Data records:

** Begin **

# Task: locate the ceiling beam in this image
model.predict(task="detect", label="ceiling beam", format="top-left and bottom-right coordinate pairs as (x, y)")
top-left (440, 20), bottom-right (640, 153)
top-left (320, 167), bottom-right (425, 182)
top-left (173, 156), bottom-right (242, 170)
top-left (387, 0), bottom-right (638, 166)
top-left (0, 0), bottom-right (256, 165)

** End **
** Begin **

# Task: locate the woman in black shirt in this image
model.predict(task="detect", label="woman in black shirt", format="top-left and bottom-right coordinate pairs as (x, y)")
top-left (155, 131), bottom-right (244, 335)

** End **

Exercise brief: Retype the rows above, beginning at the line with "# Task: locate the ceiling beam in this image" and continuing through the line with "top-left (0, 0), bottom-right (256, 165)", character for character.

Result:
# Task: locate the ceiling beam in this image
model.predict(task="detect", label="ceiling beam", format="top-left and bottom-right coordinate pairs as (x, y)")
top-left (440, 20), bottom-right (640, 153)
top-left (320, 167), bottom-right (425, 182)
top-left (173, 156), bottom-right (242, 170)
top-left (387, 0), bottom-right (638, 166)
top-left (0, 0), bottom-right (256, 165)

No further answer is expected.